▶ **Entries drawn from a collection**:
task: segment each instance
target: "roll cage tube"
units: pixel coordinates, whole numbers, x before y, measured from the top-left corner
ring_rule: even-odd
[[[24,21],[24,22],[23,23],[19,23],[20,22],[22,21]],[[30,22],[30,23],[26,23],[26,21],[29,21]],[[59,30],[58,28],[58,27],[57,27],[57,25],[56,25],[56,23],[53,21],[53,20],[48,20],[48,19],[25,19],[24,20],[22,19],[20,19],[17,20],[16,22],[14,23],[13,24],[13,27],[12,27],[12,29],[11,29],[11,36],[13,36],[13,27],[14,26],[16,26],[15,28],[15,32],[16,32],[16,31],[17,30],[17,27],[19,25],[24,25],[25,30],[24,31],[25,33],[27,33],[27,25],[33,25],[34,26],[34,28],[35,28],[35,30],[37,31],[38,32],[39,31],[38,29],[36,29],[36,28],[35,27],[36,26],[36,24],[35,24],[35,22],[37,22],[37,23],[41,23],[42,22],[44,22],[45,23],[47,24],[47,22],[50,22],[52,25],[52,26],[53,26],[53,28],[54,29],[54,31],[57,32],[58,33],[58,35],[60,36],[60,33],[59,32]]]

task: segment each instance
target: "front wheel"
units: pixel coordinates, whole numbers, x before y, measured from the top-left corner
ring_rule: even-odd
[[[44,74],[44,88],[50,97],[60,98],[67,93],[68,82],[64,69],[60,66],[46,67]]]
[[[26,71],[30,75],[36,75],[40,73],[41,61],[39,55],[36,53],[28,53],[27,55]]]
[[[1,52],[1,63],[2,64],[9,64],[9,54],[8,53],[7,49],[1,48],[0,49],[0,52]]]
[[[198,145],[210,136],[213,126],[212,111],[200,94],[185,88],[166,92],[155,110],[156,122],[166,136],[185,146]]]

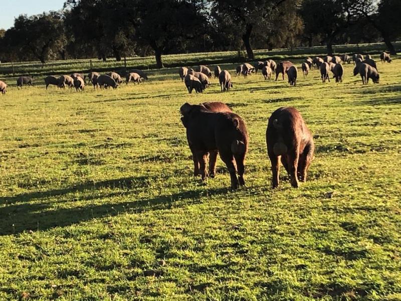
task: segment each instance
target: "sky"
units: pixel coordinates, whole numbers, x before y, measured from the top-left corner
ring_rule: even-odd
[[[8,29],[20,15],[42,14],[63,8],[65,0],[0,0],[0,28]]]

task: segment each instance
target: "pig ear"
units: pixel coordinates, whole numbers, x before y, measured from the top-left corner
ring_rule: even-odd
[[[238,128],[238,125],[240,124],[240,121],[238,119],[234,119],[233,120],[233,123],[234,123],[234,127],[235,127],[236,128]]]

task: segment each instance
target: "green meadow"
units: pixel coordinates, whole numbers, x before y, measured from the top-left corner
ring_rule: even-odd
[[[175,67],[82,93],[46,91],[40,67],[32,87],[5,76],[0,299],[401,300],[401,60],[374,58],[380,81],[367,86],[352,64],[323,84],[300,57],[294,87],[222,64],[225,93],[212,79],[188,94]],[[247,124],[238,191],[220,159],[215,179],[192,175],[179,109],[205,101]],[[285,106],[315,158],[300,188],[282,168],[273,190],[265,132]]]

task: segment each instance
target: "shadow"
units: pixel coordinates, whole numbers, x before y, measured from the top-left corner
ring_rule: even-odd
[[[155,178],[155,177],[153,177]],[[3,218],[0,221],[0,236],[22,233],[27,230],[46,230],[56,227],[64,227],[74,224],[99,218],[105,216],[116,215],[121,212],[140,213],[145,211],[157,210],[171,208],[178,200],[191,200],[191,203],[204,195],[211,196],[227,193],[228,188],[198,191],[183,191],[171,195],[160,195],[146,199],[135,200],[134,191],[128,190],[136,187],[142,187],[154,179],[152,177],[123,178],[121,179],[101,181],[87,182],[65,189],[22,194],[15,196],[3,197],[0,198],[1,204],[0,216]],[[102,188],[109,189],[121,188],[127,190],[115,192],[96,194],[98,189]],[[50,197],[62,197],[72,194],[71,202],[74,195],[83,192],[93,193],[92,195],[83,197],[88,205],[84,206],[69,208],[53,209],[54,202],[46,202]],[[132,196],[130,202],[120,201],[106,204],[95,204],[91,201]],[[43,202],[32,203],[36,200]],[[56,200],[57,203],[59,201]],[[8,204],[10,204],[8,205]]]

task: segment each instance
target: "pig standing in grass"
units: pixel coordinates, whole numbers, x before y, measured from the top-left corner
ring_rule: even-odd
[[[369,79],[371,78],[375,84],[379,83],[380,76],[376,68],[370,65],[362,63],[359,67],[359,74],[362,78],[362,82],[364,85],[367,85],[369,82]]]
[[[22,88],[24,85],[28,85],[31,86],[32,85],[33,82],[33,76],[20,76],[17,79],[17,86],[19,88]]]
[[[0,92],[2,94],[7,93],[7,84],[1,80],[0,80]]]
[[[215,67],[215,78],[218,78],[222,72],[222,69],[220,66]]]
[[[323,63],[320,65],[320,75],[321,75],[321,78],[323,83],[326,82],[326,80],[328,80],[330,82],[330,76],[329,76],[329,72],[330,72],[330,65],[326,62]]]
[[[291,66],[287,71],[288,76],[288,83],[291,86],[296,86],[297,84],[297,77],[298,77],[298,70],[295,66]]]
[[[223,70],[219,75],[219,82],[220,83],[220,88],[222,92],[228,92],[233,87],[231,83],[231,75],[227,70]]]
[[[265,80],[267,79],[270,79],[272,76],[272,68],[269,66],[264,66],[263,69],[262,69],[262,74],[265,78]]]
[[[85,89],[85,81],[81,76],[77,76],[74,80],[74,86],[77,92],[81,91],[82,92]]]
[[[266,143],[273,188],[279,185],[280,159],[293,187],[299,186],[298,179],[306,181],[315,145],[312,133],[296,109],[281,107],[272,114],[266,129]]]
[[[184,81],[184,78],[186,76],[186,74],[188,72],[188,68],[186,67],[180,67],[178,68],[178,74],[179,74],[179,77],[181,78],[181,81]],[[130,73],[128,73],[129,74]],[[137,73],[137,74],[138,73]]]
[[[54,85],[55,86],[59,86],[59,79],[56,76],[50,75],[45,78],[45,84],[46,85],[46,90],[50,85]]]

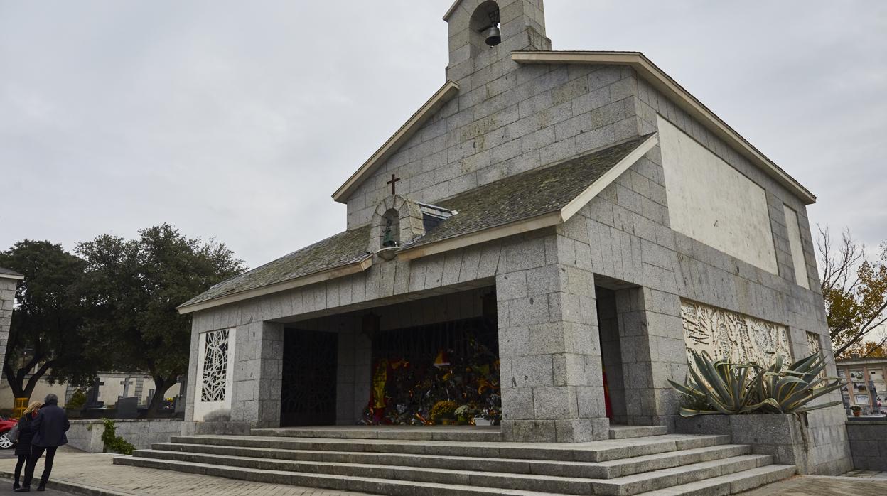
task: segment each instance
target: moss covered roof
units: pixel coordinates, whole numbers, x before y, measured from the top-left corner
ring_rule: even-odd
[[[370,227],[368,225],[340,232],[310,247],[281,256],[261,267],[256,267],[252,271],[220,282],[188,300],[183,303],[183,306],[360,262],[369,256],[366,253],[369,240]]]
[[[479,186],[440,207],[459,213],[404,248],[424,246],[558,211],[612,169],[648,136]],[[294,251],[221,282],[184,305],[256,289],[360,262],[369,255],[370,226],[365,225]]]

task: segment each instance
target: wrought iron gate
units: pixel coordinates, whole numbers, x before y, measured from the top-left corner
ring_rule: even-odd
[[[280,425],[335,423],[335,333],[287,329],[283,342]]]

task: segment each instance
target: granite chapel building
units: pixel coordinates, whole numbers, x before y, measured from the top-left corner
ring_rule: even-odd
[[[688,349],[834,363],[811,192],[643,54],[552,51],[542,0],[444,20],[446,81],[333,194],[347,229],[181,305],[184,434],[451,399],[579,443],[673,431]],[[849,468],[844,411],[810,418],[811,463]]]

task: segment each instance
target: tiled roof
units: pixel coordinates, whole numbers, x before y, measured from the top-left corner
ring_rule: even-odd
[[[644,136],[558,165],[506,177],[438,202],[439,206],[459,214],[406,248],[558,211],[648,138]]]
[[[644,136],[565,162],[484,185],[439,206],[459,213],[404,248],[424,246],[530,219],[563,209],[647,140]],[[200,303],[361,262],[369,255],[370,226],[340,232],[221,282],[184,305]]]
[[[199,303],[360,262],[369,256],[366,253],[369,240],[368,225],[340,232],[220,282],[183,305]]]

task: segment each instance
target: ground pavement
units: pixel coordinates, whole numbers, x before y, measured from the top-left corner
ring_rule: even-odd
[[[12,450],[10,450],[12,452]],[[15,469],[15,458],[0,456],[0,475],[12,474]],[[127,467],[113,465],[107,453],[87,453],[73,448],[63,447],[56,453],[52,467],[52,481],[69,483],[78,486],[87,486],[93,489],[87,493],[106,494],[156,494],[169,496],[171,494],[207,495],[207,496],[360,496],[357,492],[333,492],[324,489],[297,487],[293,485],[278,485],[272,484],[253,483],[213,477],[197,474],[184,474],[155,468],[140,467]],[[37,463],[35,476],[39,477],[43,470],[43,461]],[[0,484],[7,484],[6,479],[0,479]],[[8,483],[10,493],[12,492],[12,483]],[[69,486],[68,486],[69,487]],[[65,489],[59,487],[64,491]],[[74,489],[74,488],[70,488]],[[7,491],[0,485],[0,494]],[[65,494],[67,492],[57,492]],[[73,493],[73,491],[72,492]],[[77,493],[84,493],[78,491]],[[36,494],[41,494],[37,492]],[[42,494],[50,494],[43,492]]]
[[[357,492],[252,483],[155,468],[113,465],[112,456],[106,453],[86,453],[72,448],[62,448],[56,455],[52,477],[50,479],[51,489],[52,481],[60,484],[55,492],[47,492],[43,494],[359,496]],[[0,476],[11,476],[5,474],[12,474],[14,468],[15,458],[12,455],[12,450],[0,453]],[[43,464],[38,463],[35,476],[39,476],[42,469]],[[853,476],[797,476],[744,492],[743,495],[884,496],[887,494],[887,473],[860,470],[849,475]],[[8,479],[0,479],[0,494],[12,492],[12,484]]]

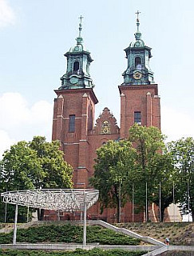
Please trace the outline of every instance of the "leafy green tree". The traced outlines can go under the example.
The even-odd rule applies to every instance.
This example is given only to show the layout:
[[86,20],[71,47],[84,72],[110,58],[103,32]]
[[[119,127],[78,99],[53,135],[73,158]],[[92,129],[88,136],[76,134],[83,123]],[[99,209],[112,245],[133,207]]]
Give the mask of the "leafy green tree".
[[[23,141],[11,146],[10,150],[4,153],[0,168],[0,190],[2,192],[69,188],[72,174],[72,167],[64,161],[63,153],[59,150],[59,142],[47,142],[45,137],[37,136],[32,142]],[[18,215],[20,218],[20,212]],[[42,215],[43,210],[38,218]]]
[[134,149],[127,141],[109,141],[97,150],[94,176],[90,183],[99,190],[101,212],[106,207],[117,207],[120,222],[121,201],[124,206],[127,198],[125,190],[128,173],[126,166],[134,165]]
[[[147,206],[152,202],[152,194],[156,190],[156,184],[159,184],[160,173],[164,170],[164,162],[161,161],[161,154],[165,149],[165,136],[154,126],[143,126],[135,123],[129,128],[129,140],[136,149],[135,173],[129,175],[133,177],[131,183],[134,185],[135,204],[139,209],[145,209],[146,189]],[[130,184],[131,185],[131,184]],[[129,190],[131,191],[131,190]]]
[[168,144],[177,170],[176,197],[182,214],[192,214],[194,221],[194,140],[180,138]]
[[177,202],[173,190],[177,189],[176,170],[174,167],[174,161],[171,154],[164,151],[158,156],[156,165],[160,170],[157,178],[155,180],[152,202],[156,204],[159,209],[158,218],[163,222],[164,220],[164,210],[171,203]]

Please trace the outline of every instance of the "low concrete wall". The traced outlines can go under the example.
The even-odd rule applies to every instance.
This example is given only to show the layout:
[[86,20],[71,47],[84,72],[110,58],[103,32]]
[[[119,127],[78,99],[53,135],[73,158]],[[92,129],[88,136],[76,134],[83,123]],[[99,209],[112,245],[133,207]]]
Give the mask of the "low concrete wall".
[[145,237],[145,236],[140,235],[140,234],[138,234],[135,232],[130,231],[127,229],[117,227],[112,224],[109,224],[109,223],[103,222],[103,221],[100,221],[100,220],[99,221],[92,221],[92,222],[89,222],[89,224],[90,224],[90,225],[91,224],[92,225],[101,225],[104,227],[106,227],[108,229],[114,230],[115,232],[122,233],[122,234],[125,234],[129,235],[129,236],[134,238],[139,238],[145,242],[148,242],[152,245],[160,246],[166,246],[164,242],[158,241],[156,239],[152,238],[150,237]]
[[62,244],[62,243],[41,243],[41,244],[2,244],[0,249],[11,249],[11,250],[75,250],[77,248],[84,250],[92,250],[93,248],[101,248],[102,250],[122,249],[126,250],[145,250],[152,251],[159,249],[159,246],[100,246],[100,245],[86,245],[83,246],[81,244]]

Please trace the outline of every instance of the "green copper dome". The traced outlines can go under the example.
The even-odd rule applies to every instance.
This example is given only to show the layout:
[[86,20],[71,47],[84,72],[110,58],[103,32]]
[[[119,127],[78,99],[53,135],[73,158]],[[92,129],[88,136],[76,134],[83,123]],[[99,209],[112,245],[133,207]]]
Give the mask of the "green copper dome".
[[152,57],[151,48],[146,46],[141,39],[140,32],[139,14],[137,11],[137,32],[134,34],[136,41],[130,42],[125,50],[128,59],[128,67],[123,73],[123,85],[148,85],[154,83],[153,72],[149,66],[149,58]]
[[59,90],[93,88],[94,85],[90,77],[90,63],[93,59],[88,50],[83,46],[81,35],[82,30],[81,19],[79,24],[79,35],[76,38],[77,45],[65,53],[67,58],[66,73],[61,78],[61,86]]

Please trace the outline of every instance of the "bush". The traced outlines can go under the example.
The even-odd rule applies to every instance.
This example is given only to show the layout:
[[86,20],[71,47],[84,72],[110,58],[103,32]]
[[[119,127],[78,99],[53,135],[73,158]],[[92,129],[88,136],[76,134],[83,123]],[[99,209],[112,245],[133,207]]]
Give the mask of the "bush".
[[74,251],[42,251],[42,250],[0,250],[1,256],[140,256],[146,252],[144,251],[127,251],[123,250],[109,250],[94,248],[90,250],[77,249]]
[[[13,232],[0,234],[0,243],[11,243]],[[18,242],[73,242],[82,243],[83,226],[70,224],[63,226],[40,226],[30,227],[28,230],[18,229],[17,231]],[[98,226],[87,227],[87,242],[99,242],[107,245],[137,246],[140,239],[129,238],[117,234],[111,230]]]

▶ **Required work**:
Find each line in the records above that contains the word "Please", and copy those lines out in full.

▶ **Solution**:
Please trace the outline of every instance of the "leafy green tree". The traced outlines can go under the example.
Please trace the outline of every instance of the "low concrete wall". The traced outlines can go under the example.
Please trace the outline of every instance of the "green copper dome". The traced outlines can go under the example.
Please trace the outline of every instance of the "bush". The traced outlines can go under the example.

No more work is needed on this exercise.